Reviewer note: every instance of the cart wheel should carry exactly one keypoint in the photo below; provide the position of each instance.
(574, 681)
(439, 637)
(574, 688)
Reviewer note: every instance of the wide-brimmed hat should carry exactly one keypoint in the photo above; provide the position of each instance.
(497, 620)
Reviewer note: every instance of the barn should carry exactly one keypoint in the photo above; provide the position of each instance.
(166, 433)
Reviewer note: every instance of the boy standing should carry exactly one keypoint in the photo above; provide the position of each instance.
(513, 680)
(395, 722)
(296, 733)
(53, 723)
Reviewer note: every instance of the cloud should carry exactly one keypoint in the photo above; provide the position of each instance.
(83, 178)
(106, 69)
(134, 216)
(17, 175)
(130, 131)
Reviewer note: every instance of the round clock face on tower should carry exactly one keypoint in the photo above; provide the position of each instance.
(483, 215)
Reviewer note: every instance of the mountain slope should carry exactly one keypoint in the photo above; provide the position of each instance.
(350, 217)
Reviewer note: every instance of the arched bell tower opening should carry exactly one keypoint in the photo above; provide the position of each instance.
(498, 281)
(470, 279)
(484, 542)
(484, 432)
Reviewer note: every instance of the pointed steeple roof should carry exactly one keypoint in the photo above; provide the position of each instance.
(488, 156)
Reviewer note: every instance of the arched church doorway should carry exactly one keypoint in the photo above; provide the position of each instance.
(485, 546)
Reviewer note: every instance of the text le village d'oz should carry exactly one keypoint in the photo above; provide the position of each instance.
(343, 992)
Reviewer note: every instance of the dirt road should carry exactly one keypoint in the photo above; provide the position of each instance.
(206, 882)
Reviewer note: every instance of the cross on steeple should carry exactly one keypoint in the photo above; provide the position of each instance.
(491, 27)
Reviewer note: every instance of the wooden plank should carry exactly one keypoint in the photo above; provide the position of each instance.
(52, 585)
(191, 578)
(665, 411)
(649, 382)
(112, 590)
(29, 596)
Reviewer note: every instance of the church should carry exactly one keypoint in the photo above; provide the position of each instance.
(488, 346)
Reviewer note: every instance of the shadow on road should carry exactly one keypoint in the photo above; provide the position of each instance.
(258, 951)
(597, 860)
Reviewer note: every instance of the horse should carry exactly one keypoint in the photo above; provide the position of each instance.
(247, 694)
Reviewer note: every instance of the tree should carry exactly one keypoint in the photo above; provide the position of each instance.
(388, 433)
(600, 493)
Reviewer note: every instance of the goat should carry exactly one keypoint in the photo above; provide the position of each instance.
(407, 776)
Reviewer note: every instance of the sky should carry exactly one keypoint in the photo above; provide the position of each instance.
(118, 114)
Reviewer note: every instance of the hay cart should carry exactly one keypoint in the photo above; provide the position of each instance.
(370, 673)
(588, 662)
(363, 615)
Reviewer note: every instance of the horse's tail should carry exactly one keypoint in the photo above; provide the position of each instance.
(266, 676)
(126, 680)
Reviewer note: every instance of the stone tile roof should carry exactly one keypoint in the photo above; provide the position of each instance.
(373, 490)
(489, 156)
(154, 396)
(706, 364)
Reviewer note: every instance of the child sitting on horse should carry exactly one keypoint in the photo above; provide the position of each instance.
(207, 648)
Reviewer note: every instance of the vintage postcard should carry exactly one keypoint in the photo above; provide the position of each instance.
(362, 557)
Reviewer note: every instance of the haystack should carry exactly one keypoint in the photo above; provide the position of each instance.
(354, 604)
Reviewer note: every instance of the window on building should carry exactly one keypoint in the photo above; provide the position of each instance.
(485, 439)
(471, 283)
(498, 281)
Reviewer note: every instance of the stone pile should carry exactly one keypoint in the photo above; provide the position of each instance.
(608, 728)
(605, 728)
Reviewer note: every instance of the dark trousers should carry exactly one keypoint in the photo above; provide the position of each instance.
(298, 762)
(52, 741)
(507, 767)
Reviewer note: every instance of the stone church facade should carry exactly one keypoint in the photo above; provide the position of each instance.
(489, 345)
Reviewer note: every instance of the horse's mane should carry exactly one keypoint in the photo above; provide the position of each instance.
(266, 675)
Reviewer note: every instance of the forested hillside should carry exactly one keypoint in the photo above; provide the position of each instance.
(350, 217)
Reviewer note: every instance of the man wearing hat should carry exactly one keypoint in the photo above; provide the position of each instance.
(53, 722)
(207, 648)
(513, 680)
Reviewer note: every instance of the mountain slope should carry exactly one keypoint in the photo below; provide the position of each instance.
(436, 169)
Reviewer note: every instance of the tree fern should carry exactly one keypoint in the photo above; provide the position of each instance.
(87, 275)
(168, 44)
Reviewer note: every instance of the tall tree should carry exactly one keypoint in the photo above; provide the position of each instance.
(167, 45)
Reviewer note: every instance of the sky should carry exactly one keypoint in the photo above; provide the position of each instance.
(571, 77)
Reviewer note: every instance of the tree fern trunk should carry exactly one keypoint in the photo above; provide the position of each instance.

------------------------------------------------

Copy word for word the lines starting at the one that contains "Reviewer note: every instance of the tall" and ending at the final line of the entries above.

▸ Written solution:
Reviewer note: every instance of the tall tree should carry exactly one keypoint in the photo above; provide the position of each instance.
(167, 45)
Reviewer note: every instance of the sky should carry exactly one keypoint in the photo above; provide the position of each instance.
(571, 77)
Reviewer note: every instance of the tree fern trunk should carry exactly one keypoint in the photo above; provide the position of each instance.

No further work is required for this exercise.